DIRECTION: Carry on the reflection below on writing in pencil, picking up after its final sentence in the same first-person voice.

PAGE EXTRACT:
There’s something extremely organic about writing in pencil.
A real No. 2 pencil with an eraser feels innocent, legit and comforting. Writing with these pencils brings back warm memories and reminders of elementary school: the smells of crayons, paint, books and pencil shavings; the lighting; the vibrant, bright colors splashed all over the white brick; the buzz of excitement from hundreds of children, all there for the common purpose to have their minds shaped by their teachers—when learning was exciting, new, and not a chore or a hard life-lesson. You wanted to be there. School was fun, your friends were there and you wanted to learn.
That’s how I felt anyway.
Something about writing in pencil makes me feel like a legit writer for some reason as well. It’s an interesting concept of being catapulted forward into what I’m meant to be—my calling, my passion—yet it cements me back into my childhood, into my carefree happiness when “making an A” was so easy. You got rewarded for answering simple questions, or for just trying your best. A main concern was whether or not you would go outside for recess that day, or be stuck inside watching a movie because of the weather.

ENTRIES SHOWN:
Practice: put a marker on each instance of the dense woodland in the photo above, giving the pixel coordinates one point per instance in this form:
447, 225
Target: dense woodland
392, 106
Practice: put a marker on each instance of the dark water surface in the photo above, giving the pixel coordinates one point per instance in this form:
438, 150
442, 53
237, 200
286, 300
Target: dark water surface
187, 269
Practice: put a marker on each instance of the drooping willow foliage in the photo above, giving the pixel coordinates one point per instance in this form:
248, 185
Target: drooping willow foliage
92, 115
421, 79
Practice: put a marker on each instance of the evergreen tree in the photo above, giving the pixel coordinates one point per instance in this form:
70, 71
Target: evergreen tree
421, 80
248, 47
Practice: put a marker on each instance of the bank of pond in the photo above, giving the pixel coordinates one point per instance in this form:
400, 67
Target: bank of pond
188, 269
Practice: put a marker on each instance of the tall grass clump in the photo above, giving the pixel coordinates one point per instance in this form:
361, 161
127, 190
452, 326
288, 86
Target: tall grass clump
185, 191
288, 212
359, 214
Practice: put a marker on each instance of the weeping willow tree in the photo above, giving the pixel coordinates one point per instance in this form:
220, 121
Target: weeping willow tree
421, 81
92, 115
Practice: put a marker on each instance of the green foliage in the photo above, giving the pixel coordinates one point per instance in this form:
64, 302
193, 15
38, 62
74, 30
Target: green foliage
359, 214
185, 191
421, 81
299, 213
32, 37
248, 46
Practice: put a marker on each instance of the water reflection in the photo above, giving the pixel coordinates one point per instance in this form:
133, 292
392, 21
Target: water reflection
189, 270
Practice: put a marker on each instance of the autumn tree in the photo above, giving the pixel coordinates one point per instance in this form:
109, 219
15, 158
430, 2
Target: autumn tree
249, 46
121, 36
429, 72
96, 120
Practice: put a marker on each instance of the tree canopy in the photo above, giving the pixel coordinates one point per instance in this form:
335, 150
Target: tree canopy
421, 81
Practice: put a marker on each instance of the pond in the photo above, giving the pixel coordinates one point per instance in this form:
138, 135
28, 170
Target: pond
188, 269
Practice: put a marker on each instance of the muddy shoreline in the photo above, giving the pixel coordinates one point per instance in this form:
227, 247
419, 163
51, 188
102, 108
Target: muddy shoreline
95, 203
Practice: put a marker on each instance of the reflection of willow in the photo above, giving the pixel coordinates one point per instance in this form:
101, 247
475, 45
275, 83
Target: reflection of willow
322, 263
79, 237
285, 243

ANSWER TO THIS EXERCISE:
Then, suddenly, you realize you’re no longer a child, but an adult.
You’re thrust into reality where most of the time, at least for me lately, your best still is never quite good enough.
Now, instead of worrying about recess, you’re worrying about career paths or whether or not you’ll be able to afford paying rent, utilities and groceries that month. You start getting rejected by people over and over again after every job interview and in this economy, the job possibilities seem to abruptly stop coming in.
Then come the questions. Is it me? Is it my self-worth? What did I do wrong? Am I cut out for this? Am I making a mistake? Why do I never seem good enough for any position? Is it a character flaw? How am I supposed to get experience when nobody will hire me in the first place? Why won’t anybody give me a chance?
Why did we stop using pencils?
Why can’t writing with No. 2 pencils be the “norm” and be thought of as professional with important matters and documents?
Maybe it’s because, with a pencil, you can always erase your mistakes, start over, and others will be none-the-wiser.
Maybe that’s why we’re forced to use pen later on in our school careers—to prepare us for “real life,” because in “real life” you can’t just simply erase your mistakes.
They’re permanently there for all to see.
Even white-out still shows the sign of a mistake made, though it’s easier to mask what that mistake actually entailed.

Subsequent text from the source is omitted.